What to work on
Exactly as written, return all the data, leaving its pictures behind.

[Image point grounding data]
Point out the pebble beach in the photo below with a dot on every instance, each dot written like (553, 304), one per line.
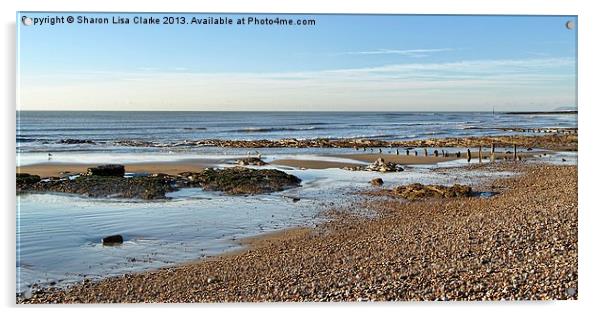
(520, 244)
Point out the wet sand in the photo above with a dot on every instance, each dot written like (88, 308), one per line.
(519, 244)
(51, 169)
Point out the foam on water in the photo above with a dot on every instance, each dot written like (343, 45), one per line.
(59, 236)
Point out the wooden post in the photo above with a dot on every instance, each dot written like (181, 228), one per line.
(515, 155)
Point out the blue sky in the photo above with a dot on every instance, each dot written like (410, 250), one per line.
(344, 62)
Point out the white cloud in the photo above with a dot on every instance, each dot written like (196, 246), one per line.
(421, 52)
(460, 85)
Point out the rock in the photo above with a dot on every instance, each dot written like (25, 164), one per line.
(107, 171)
(148, 188)
(377, 181)
(240, 180)
(112, 240)
(253, 161)
(381, 166)
(416, 191)
(26, 178)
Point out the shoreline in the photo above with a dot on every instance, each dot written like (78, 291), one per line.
(56, 169)
(273, 257)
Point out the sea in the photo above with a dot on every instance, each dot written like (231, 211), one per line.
(39, 131)
(59, 235)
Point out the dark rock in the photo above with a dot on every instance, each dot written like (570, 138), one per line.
(71, 141)
(25, 180)
(377, 181)
(416, 191)
(239, 180)
(253, 161)
(148, 188)
(107, 171)
(112, 240)
(382, 166)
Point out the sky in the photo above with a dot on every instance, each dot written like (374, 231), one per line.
(343, 62)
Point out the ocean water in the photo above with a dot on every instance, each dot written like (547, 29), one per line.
(58, 236)
(43, 131)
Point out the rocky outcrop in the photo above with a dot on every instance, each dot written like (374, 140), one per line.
(112, 240)
(147, 188)
(72, 141)
(239, 180)
(377, 181)
(379, 165)
(107, 171)
(251, 161)
(417, 191)
(25, 179)
(107, 181)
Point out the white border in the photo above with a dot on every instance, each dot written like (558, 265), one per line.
(589, 110)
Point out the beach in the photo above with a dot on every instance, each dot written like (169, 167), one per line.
(493, 216)
(504, 247)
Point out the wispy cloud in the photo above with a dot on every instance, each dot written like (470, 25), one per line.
(421, 52)
(445, 85)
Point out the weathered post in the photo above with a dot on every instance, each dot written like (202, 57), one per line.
(515, 154)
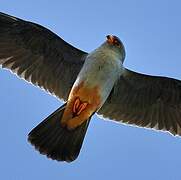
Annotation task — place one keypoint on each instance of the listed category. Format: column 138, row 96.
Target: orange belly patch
column 82, row 103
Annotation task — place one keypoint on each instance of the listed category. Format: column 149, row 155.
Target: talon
column 79, row 106
column 82, row 107
column 76, row 105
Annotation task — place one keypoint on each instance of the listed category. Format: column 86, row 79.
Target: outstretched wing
column 146, row 101
column 38, row 55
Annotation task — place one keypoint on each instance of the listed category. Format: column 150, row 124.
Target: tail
column 55, row 141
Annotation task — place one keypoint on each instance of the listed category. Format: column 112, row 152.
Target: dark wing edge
column 145, row 101
column 38, row 55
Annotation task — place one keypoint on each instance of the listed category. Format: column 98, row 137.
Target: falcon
column 89, row 83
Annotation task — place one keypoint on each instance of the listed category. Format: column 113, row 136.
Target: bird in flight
column 89, row 83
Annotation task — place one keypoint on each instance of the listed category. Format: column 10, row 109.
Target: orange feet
column 79, row 106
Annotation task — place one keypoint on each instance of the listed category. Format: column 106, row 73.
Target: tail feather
column 55, row 141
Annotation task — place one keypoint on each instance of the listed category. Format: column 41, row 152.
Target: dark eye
column 116, row 42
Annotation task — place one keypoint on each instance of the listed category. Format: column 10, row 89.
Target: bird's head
column 116, row 45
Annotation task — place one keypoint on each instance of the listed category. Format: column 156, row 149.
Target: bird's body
column 95, row 82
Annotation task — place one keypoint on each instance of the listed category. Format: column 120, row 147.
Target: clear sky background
column 151, row 32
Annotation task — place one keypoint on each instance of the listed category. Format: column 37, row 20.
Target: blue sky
column 151, row 32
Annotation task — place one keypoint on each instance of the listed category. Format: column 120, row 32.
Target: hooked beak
column 110, row 39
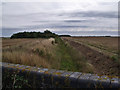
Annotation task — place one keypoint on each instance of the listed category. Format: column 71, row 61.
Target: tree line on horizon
column 45, row 34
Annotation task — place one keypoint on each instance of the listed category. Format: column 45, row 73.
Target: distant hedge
column 45, row 34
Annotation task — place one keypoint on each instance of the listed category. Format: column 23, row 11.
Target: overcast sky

Worked solution
Point out the pebble beach in the photo below with a dot on every instance, each dot written like (553, 304), one per line.
(520, 244)
Point out the wet sand in the photo above with a dot on every instance, each dot written like (88, 308), one per line.
(519, 244)
(51, 169)
Point out the foam on water in the photo above with a dot on every instance, each dot written like (343, 45), one per line.
(59, 236)
Point out the wooden post in the photo above with a dot on every instance, each dot written like (181, 228), one per line.
(515, 155)
Point out the blue sky in the photo above with a dot on every instance, each dot written like (410, 250), one per line.
(344, 62)
Point out the white cloud in the photo above with a dot on every instance, each dot written like (196, 246), one per line.
(421, 52)
(460, 85)
Point out the rock in the photo above with a dot on every instance, each dot written like (25, 164), one per line.
(107, 171)
(148, 188)
(377, 181)
(240, 180)
(112, 240)
(253, 161)
(381, 166)
(416, 191)
(26, 178)
Point out the shoreline in the photo above with a dot on every instance, each dot written like (78, 291), one per line.
(56, 169)
(273, 257)
Point out the sea in the photo above with a dot on every instance, each dot written like (231, 211), one per line.
(39, 131)
(59, 235)
Point out the dark rock in the photo above with a dot on every instance, each dot written like (570, 138), one per line.
(71, 141)
(25, 180)
(377, 181)
(416, 191)
(239, 180)
(253, 161)
(148, 188)
(107, 171)
(112, 240)
(382, 166)
Point out the sky in the photo above with a dot on every instance, each dot written like (374, 231), one per line.
(343, 62)
Point out the ocean water in the photo above with a dot on every instance, each dot written like (547, 29), one per line.
(58, 236)
(43, 131)
Point out the rocky outcrop in the photo above with a dot on every instance, each dot written like (374, 140), one per line.
(112, 240)
(147, 188)
(72, 141)
(239, 180)
(377, 181)
(379, 165)
(107, 171)
(251, 161)
(417, 191)
(25, 179)
(107, 181)
Point out the white border in the photo above with a dot on every instance, each dot written like (558, 265), one per line.
(589, 110)
Point out the beach in the photo above with a dot on every instance, each dot written like (169, 167), one per line.
(493, 216)
(504, 247)
Point out the wispy cloud in the photo above with a dot on every instance, each dot written like (470, 25), one per line.
(421, 52)
(445, 85)
Point out the weathered post in the photo above with a dot on every instance, each dot written like (202, 57), one per line.
(515, 154)
Annotation task — place one keypoint on each instance of the listed category. Format: column 138, row 96.
Target: orange belly patch
column 82, row 103
Annotation task — place one keypoint on each instance of the listed category. Format: column 149, row 155.
Target: talon
column 79, row 106
column 82, row 107
column 76, row 105
Annotation task — place one keypoint on each instance of the listed category. Format: column 86, row 79.
Target: outstretched wing
column 146, row 101
column 38, row 55
Annotation task — place one keypoint on each instance of the listed category. Format: column 150, row 124.
Target: tail
column 55, row 141
Annotation task — place one keypoint on each instance of the listed category. Format: column 112, row 152.
Target: dark wing edge
column 145, row 101
column 38, row 55
Annotation task — place one keypoint on each instance of the listed category. Format: column 98, row 137.
Target: falcon
column 89, row 83
Annotation task — place one keypoint on each instance of the listed category. Format: column 113, row 136.
Target: bird in flight
column 89, row 83
Annotation task — place one keypoint on each instance of the listed category. Format: column 10, row 109.
Target: orange feet
column 79, row 106
Annotation task — place one keypoint on each instance of the listed category. Format: column 106, row 73.
Target: tail feather
column 55, row 141
Annotation task — place one keypoint on each instance of the listed category. Format: column 41, row 152.
Target: dark eye
column 116, row 42
Annotation task — place one keypoint on each instance of the listed category. Format: column 10, row 89.
Target: bird's head
column 116, row 45
Annotation task — place one keypoint on each instance of the listed category. Format: column 156, row 149.
Target: bird's body
column 95, row 82
Annotation task — place one keypoint on each instance of the listed category. Format: column 120, row 147.
Target: clear sky background
column 151, row 32
Annotation task — place one keypoint on each instance of the listed category. Format: column 37, row 20.
Target: blue sky
column 151, row 32
Annotation task — place one keypoint on each instance of the listed category. Format: column 120, row 32.
Target: hooked beak
column 110, row 39
Annotation task — place one keypoint on each instance of the listed category. Format: column 71, row 61.
Target: tree line on horizon
column 45, row 34
Annotation task — place one keypoint on each instance of the listed category. Format: column 45, row 73.
Target: distant hedge
column 45, row 34
Annotation task — place one keypoint on each instance of the listed category. Format: column 23, row 11.
Target: overcast sky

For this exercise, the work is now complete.